_Belge bölümü_:
# # # # # # #

Vakifbank tahsil harcından muaf değildir

Başlatan Deniz034, 02 Ağustos 2020, 14:42:52

« önceki - sonraki »
avatar_Deniz034
12. Hukuk Dairesi         2019/847 E.  ,  2020/584 K.

"İçtihat Metni"
MAHKEMESİ : ... Bölge Adliye Mahkemesi


Yukarıda tarih ve numarası yazılı Bölge Adliye Mahkemesi'nce verilen kararın müddeti içinde temyizen tetkiki davalı kurum tarafından istenmesi üzerine bu işle ilgili dosya daireye gönderilmiş olup, dava dosyası için Tetkik Hâkimi ... tarafından düzenlenen rapor dinlendikten ve dosya içerisindeki tüm belgeler okunup incelendikten sonra işin gereği görüşülüp düşünüldü :
Alacaklının, icra mahkemesine başvurusunda tahsil harcından muaf olduğu iddiası ile icra müdürlüğünce verilen tahsil harcı alınmasına yönelik kararın kaldırılmasını talep ettiği, Mahkemece tahsil harcının sorumlusunun borçlu olduğu, 696 sayılı KHK'nun 11. maddesi ile 6219 sayılı kanuna eklenen geçici 5. maddesinin borçlunun bu sorumluluğunu ortadan kaldırmadığı, tahsil edilen paradan kesilen tahsil harcı kadar borçlunun borcunun devam edeceği gerekçesi ile şikayetin reddine karar verildiği, alacaklının istinaf kanun yoluna başvurusu üzerine Bölge Adliye Mahkemesince 696 sayılı KHK'nin 11. maddesi ile 6219 sayılı kanuna eklenen geçici 5. madde karşısında, tahsil harcının sorumlusunun borçlu olduğu ve alacaklının ödediği harcı sonradan borçludan tahsil edeceğine yönelik Harçlar Kanunu'nun 28-b ve İİK 15 maddesinin hükümsüz kaldığı gerekçesi ile şikayetin kabulüne karar verildiği anlaşılmaktadır.
Öncelikle belirtilmelidir ki; harç, yapılan bir hizmet karşılığı olarak devletin aldığı paradır. Medeni Usul Hukuku'nda olduğu gibi, İcra Hukuku'nda da harç ve giderler sonuçta haksız çıkan tarafa yükletilir.
492 sayılı Harçlar Kanunu'nun 28/b maddesine göre, tahsil harcı, alacağın ödenmesi sırasında yatırılan paradan tahsil edilir.
İcra ve İflas Kanunu'nun 15. maddesi ise, kanunda aksine hüküm bulunmadıkça, bütün harç ve masrafların borçluya ait olduğunu, bunların neticede ayrıca hüküm ve takibe hacet kalmaksızın borçludan tahsil olunacağını öngörmektedir.

# # # # # # #

_Verilen bilgiler_:
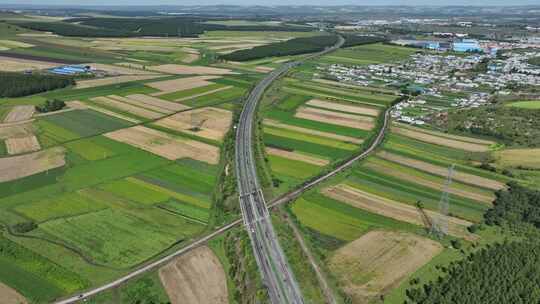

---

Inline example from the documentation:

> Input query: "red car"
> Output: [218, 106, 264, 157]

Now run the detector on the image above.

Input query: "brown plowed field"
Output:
[91, 97, 164, 119]
[328, 231, 443, 304]
[156, 107, 232, 141]
[266, 147, 330, 167]
[0, 147, 66, 182]
[306, 99, 379, 116]
[146, 76, 219, 96]
[105, 126, 219, 164]
[322, 184, 477, 240]
[392, 127, 489, 152]
[4, 106, 35, 123]
[6, 135, 41, 155]
[148, 64, 235, 75]
[294, 107, 375, 130]
[159, 246, 229, 304]
[377, 151, 506, 190]
[365, 161, 495, 204]
[264, 119, 364, 144]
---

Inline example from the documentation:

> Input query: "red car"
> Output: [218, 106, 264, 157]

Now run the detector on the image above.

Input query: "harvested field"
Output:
[4, 106, 35, 123]
[175, 86, 234, 102]
[264, 119, 364, 144]
[377, 151, 506, 190]
[0, 147, 66, 182]
[146, 76, 220, 96]
[159, 246, 229, 304]
[255, 66, 274, 73]
[495, 148, 540, 169]
[321, 184, 476, 240]
[91, 97, 163, 119]
[148, 64, 236, 75]
[107, 95, 173, 114]
[209, 43, 264, 51]
[6, 135, 41, 155]
[266, 147, 330, 167]
[0, 123, 34, 139]
[66, 100, 140, 123]
[393, 122, 496, 146]
[307, 99, 379, 116]
[365, 162, 495, 204]
[105, 126, 219, 164]
[0, 283, 28, 304]
[392, 127, 489, 152]
[156, 107, 232, 140]
[182, 53, 199, 63]
[294, 107, 375, 130]
[83, 63, 159, 75]
[0, 56, 61, 72]
[329, 231, 443, 303]
[75, 75, 163, 89]
[126, 94, 189, 112]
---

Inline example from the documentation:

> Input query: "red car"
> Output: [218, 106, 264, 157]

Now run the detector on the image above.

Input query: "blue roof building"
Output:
[452, 39, 482, 52]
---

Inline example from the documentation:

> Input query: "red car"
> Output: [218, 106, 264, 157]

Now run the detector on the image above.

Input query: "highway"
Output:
[54, 34, 398, 304]
[235, 36, 345, 304]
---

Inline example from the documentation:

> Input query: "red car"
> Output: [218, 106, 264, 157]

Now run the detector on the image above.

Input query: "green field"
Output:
[291, 191, 422, 242]
[508, 100, 540, 110]
[321, 43, 418, 65]
[35, 110, 131, 147]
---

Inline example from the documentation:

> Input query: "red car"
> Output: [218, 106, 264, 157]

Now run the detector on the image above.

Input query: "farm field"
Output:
[260, 63, 396, 194]
[508, 100, 540, 110]
[321, 43, 417, 65]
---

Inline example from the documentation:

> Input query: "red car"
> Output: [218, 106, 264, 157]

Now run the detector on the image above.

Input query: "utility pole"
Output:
[430, 164, 455, 238]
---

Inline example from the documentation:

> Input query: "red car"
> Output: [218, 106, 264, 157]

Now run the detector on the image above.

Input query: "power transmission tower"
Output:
[431, 164, 455, 238]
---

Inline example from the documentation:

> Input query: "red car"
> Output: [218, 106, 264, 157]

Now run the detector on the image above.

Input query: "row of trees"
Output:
[406, 242, 540, 304]
[446, 105, 540, 147]
[0, 72, 75, 97]
[220, 35, 338, 61]
[16, 17, 312, 37]
[36, 99, 66, 113]
[406, 183, 540, 304]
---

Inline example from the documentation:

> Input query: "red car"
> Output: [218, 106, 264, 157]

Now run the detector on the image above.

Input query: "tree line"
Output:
[220, 35, 338, 61]
[405, 183, 540, 304]
[0, 72, 75, 97]
[14, 17, 313, 37]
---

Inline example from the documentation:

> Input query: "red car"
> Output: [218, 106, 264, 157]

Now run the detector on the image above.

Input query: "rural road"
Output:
[54, 35, 396, 304]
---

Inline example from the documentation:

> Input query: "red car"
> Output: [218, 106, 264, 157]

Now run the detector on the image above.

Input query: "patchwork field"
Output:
[105, 126, 219, 164]
[0, 148, 66, 183]
[148, 64, 234, 75]
[5, 136, 41, 155]
[75, 75, 163, 89]
[495, 149, 540, 169]
[321, 43, 417, 65]
[328, 231, 442, 303]
[156, 107, 232, 141]
[146, 76, 219, 96]
[4, 106, 35, 123]
[159, 246, 229, 304]
[0, 56, 61, 72]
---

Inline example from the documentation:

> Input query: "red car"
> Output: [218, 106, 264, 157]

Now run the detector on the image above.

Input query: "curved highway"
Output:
[55, 37, 400, 304]
[235, 36, 345, 304]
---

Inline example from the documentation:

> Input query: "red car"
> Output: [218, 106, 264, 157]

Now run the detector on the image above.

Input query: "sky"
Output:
[0, 0, 540, 6]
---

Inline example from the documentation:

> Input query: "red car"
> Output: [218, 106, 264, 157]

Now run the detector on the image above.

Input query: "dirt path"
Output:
[0, 283, 28, 304]
[281, 213, 337, 304]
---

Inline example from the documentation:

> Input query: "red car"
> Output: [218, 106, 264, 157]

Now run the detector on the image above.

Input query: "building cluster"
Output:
[321, 45, 540, 125]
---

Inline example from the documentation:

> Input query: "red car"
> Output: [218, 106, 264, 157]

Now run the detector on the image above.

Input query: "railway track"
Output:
[54, 35, 400, 304]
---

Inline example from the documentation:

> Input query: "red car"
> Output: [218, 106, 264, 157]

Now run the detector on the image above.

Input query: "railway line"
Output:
[54, 34, 404, 304]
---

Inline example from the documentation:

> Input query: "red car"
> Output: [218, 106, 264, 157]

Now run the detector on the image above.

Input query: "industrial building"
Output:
[452, 39, 483, 52]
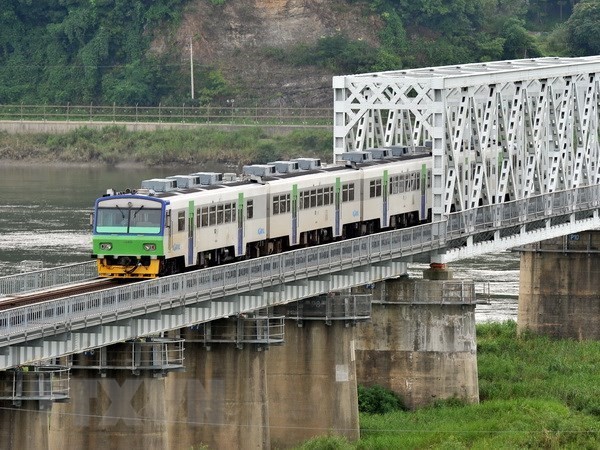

# # # # # # #

_Kısa alıştırma_:
Tahsil harcı muafiyetiyle ilgili içtihat metnini kaldığı yerden sürdürün. Öğelerin bu işle hiçbir ilgisi yoktur.

_Yanıt_:
Harçlar Kanunu'nun 32. maddesine göre, ilgilisi tarafından ödenmeyen harçları diğer taraf ödeyebilir ve ödenen bu para sonuçta ayrıca bir isteğe gerek olmaksızın hükümde nazara alınır.
Değinilen bu kanun hükümlerine göre, tahsil harcının sorumlusu daima borçludur (İcra ve İflas Kanunu, md.15). Bu harcın, Kanun (492 sayılı Harçlar Kanunu md.28/b) gereği icra dairesince alacağın ödenmesi sırasında yatırılan paradan tahsil edilmesi, sorumlusunun borçlu olduğu yönündeki düzenleme bakımından sonuca etkili olmayıp, borçlunun söz konusu sorumluluğunu ortadan kaldırmaz. Borçlunun borcu, yatırılan paradan kesilerek ödenen tahsil harcı kadar devam edeceğinden, alacaklının kesilen harç miktarı kadar takibe devam hakkı vardır. Yani alacaklı, gerçekte borçlunun sorumluluğu altında bulunan ve ancak yatırılan paradan kesilen tahsil harcını borçludan alma hakkına sahiptir.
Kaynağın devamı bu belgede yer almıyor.